Voci del dataset archiviate
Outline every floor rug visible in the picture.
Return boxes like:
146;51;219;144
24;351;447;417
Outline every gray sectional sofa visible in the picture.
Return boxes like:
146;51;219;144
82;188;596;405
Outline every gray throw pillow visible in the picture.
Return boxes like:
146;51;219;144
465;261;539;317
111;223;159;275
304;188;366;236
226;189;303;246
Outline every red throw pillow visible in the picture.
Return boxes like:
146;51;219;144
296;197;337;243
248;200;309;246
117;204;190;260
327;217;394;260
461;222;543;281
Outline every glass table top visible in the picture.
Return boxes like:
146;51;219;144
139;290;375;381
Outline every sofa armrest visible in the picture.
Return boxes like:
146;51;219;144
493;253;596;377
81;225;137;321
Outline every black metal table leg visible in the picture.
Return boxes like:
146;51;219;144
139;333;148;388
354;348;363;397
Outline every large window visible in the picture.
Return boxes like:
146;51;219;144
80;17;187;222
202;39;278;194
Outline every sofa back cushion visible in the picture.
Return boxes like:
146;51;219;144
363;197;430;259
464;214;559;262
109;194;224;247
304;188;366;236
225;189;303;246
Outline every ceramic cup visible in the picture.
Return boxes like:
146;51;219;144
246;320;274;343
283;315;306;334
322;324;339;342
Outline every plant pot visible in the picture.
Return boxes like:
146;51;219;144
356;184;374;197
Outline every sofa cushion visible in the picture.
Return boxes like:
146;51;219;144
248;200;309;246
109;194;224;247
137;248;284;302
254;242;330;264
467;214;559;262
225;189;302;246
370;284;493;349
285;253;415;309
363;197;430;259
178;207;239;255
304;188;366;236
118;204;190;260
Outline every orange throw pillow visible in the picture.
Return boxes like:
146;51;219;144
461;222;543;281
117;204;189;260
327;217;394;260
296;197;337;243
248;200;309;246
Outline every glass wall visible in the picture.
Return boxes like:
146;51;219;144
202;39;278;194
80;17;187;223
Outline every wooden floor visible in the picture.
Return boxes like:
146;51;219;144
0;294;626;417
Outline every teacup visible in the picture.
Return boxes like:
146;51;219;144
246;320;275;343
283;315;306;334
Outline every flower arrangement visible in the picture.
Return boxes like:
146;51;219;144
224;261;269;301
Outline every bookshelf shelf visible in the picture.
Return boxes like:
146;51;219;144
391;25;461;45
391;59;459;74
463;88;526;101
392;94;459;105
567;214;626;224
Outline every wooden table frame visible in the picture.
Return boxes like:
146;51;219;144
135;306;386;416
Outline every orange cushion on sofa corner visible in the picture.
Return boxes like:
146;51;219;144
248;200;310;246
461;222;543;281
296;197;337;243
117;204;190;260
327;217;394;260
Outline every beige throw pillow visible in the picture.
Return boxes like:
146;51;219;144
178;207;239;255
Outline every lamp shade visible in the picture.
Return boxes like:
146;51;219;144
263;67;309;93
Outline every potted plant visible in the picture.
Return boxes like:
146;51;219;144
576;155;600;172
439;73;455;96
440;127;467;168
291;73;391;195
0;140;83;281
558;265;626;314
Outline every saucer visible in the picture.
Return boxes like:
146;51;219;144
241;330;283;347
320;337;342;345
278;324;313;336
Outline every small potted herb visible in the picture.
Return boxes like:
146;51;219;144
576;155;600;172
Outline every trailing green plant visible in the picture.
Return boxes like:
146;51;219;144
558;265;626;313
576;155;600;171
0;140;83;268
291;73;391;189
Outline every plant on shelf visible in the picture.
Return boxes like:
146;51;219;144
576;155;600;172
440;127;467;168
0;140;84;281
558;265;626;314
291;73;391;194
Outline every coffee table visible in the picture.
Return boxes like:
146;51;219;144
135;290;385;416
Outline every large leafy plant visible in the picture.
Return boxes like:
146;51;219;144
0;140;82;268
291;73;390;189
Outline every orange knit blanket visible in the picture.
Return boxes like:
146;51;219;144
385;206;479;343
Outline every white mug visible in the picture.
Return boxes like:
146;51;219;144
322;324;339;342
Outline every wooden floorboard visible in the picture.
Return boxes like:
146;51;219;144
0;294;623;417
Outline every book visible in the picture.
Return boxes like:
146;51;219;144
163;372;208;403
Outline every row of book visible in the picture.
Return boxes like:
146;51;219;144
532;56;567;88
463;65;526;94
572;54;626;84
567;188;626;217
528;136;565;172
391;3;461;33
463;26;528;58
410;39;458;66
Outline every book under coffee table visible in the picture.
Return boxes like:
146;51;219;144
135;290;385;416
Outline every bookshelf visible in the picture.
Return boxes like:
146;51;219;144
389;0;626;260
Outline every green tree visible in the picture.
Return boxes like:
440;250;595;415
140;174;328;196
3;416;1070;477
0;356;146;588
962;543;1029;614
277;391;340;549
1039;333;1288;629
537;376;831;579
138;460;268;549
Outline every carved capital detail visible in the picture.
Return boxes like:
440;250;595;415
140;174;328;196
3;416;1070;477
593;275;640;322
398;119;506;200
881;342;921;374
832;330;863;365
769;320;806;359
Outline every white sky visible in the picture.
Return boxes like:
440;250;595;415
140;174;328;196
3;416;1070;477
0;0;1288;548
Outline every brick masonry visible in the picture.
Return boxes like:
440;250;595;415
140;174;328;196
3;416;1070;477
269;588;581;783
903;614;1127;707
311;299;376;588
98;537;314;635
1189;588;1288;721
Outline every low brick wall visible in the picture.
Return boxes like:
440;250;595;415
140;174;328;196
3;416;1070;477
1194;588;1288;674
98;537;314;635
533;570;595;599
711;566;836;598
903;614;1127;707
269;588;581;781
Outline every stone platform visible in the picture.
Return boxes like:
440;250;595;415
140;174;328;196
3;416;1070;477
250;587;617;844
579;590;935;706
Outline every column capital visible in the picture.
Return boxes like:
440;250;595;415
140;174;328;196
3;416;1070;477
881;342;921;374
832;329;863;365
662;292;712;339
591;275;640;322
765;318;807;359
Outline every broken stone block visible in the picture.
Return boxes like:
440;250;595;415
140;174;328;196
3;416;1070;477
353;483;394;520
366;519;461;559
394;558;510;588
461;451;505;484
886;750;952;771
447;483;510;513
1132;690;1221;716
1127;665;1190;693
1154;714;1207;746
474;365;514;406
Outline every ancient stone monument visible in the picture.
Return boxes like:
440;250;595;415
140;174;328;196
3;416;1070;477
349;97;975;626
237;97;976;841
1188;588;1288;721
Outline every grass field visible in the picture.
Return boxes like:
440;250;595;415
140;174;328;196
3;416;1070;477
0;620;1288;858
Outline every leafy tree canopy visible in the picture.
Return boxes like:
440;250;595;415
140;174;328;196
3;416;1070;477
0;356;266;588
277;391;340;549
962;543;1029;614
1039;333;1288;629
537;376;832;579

==

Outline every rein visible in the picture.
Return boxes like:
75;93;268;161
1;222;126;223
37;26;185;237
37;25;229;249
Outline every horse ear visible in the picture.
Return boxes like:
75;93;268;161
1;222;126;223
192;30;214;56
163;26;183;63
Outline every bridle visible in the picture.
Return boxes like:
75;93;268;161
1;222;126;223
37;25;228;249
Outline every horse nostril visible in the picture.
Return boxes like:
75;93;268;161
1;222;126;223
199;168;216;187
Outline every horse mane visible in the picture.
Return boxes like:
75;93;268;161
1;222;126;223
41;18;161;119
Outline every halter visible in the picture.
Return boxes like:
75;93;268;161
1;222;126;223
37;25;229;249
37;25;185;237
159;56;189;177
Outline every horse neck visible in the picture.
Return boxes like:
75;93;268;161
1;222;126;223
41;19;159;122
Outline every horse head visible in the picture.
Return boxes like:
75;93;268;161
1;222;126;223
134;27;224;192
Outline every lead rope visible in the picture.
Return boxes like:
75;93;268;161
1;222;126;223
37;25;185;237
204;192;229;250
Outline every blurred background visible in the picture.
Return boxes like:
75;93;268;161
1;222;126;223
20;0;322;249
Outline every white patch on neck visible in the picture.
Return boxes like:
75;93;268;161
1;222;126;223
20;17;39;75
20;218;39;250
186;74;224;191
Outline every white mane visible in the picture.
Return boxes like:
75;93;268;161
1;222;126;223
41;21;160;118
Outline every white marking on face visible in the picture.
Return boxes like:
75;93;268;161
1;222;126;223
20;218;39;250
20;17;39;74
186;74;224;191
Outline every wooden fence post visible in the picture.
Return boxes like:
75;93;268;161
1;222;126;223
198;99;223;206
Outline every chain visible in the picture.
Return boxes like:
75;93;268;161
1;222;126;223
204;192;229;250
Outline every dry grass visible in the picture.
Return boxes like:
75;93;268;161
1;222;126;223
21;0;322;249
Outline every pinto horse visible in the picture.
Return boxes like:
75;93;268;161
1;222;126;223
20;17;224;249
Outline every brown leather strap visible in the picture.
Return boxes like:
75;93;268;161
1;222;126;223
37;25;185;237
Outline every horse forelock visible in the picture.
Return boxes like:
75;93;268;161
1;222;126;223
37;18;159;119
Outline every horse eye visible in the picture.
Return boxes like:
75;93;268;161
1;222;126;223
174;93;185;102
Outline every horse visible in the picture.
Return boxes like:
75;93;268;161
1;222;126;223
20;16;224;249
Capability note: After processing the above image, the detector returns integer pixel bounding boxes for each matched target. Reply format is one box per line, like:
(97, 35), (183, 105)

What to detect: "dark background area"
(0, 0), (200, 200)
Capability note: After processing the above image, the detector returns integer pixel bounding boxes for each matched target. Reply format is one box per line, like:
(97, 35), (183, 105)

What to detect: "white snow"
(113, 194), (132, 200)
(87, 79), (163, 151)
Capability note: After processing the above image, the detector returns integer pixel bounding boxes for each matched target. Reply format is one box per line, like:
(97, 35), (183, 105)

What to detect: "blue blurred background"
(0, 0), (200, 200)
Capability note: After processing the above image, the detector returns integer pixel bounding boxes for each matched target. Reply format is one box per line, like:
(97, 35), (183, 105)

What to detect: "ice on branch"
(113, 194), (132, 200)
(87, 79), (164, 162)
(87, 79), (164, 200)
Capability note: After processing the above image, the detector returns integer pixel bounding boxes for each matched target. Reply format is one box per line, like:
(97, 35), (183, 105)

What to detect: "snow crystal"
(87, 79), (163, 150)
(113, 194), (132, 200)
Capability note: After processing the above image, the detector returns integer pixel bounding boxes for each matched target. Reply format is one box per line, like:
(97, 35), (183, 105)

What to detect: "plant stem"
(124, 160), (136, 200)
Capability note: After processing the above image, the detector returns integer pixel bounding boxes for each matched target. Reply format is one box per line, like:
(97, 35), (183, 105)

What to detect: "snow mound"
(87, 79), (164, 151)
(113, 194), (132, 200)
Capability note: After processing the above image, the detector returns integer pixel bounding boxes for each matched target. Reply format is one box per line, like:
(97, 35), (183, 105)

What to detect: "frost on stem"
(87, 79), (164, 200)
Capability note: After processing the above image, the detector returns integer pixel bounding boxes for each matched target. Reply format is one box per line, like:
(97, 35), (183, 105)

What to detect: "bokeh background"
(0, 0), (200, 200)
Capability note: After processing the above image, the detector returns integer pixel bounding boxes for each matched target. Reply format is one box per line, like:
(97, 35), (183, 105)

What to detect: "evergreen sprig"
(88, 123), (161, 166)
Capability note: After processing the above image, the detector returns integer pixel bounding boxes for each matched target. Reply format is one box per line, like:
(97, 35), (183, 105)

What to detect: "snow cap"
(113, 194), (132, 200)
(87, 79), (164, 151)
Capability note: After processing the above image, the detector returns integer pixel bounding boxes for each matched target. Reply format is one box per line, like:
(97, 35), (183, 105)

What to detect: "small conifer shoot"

IL TUO OBIETTIVO: Trasforma in un elenco numerato le righe dei record qui sopra, partendo da quella che contiene "Outline every sofa cushion" e proseguendo fino a quella che contiene "263;67;309;93", entrambe incluse. Tralascia le righe vuote.

RISULTATO:
1. Outline every sofa cushion visible in the picture.
2. Return boxes like:
3. 146;51;219;144
4. 248;200;309;246
5. 109;194;224;247
6. 137;248;284;302
7. 254;242;330;264
8. 467;214;559;262
9. 225;189;302;246
10. 370;284;493;349
11. 285;253;415;309
12. 363;197;430;259
13. 178;207;239;255
14. 304;188;366;236
15. 118;204;190;260
16. Outline every orange throw pillow visible in the picture.
17. Return boxes like:
18. 146;51;219;144
19. 461;222;543;281
20. 117;204;189;260
21. 327;217;394;260
22. 296;197;337;243
23. 248;200;309;246
24. Outline every glass wall visible in the picture.
25. Return boxes like:
26. 146;51;219;144
27. 202;39;278;194
28. 80;17;187;223
29. Outline every wooden floor visible in the picture.
30. Return boxes like:
31. 146;51;219;144
32. 0;294;626;417
33. Outline every teacup visible in the picture.
34. Return boxes like:
35. 146;51;219;144
36. 246;320;275;343
37. 283;315;306;334
38. Outline every flower arrangement visible in the picture.
39. Return boxes like:
40. 146;51;219;144
41. 224;261;269;301
42. Outline every bookshelf shelf visible in the picture.
43. Return boxes like:
44. 146;51;219;144
45. 391;25;461;45
46. 391;59;459;74
47. 463;88;526;101
48. 392;94;459;105
49. 567;214;626;224
50. Outline every wooden table frame visible in the picture.
51. Return boxes like:
52. 146;51;219;144
53. 135;306;386;416
54. Outline every orange cushion on sofa corner visible in the picture.
55. Return boxes like:
56. 146;51;219;144
57. 248;200;310;246
58. 461;222;543;281
59. 296;197;337;243
60. 117;204;190;260
61. 327;217;394;260
62. Outline every beige throw pillow visible in the picture.
63. Return boxes like:
64. 146;51;219;144
65. 178;207;239;255
66. Outline every lamp shade visible in the picture.
67. Return boxes like:
68. 146;51;219;144
69. 263;67;309;93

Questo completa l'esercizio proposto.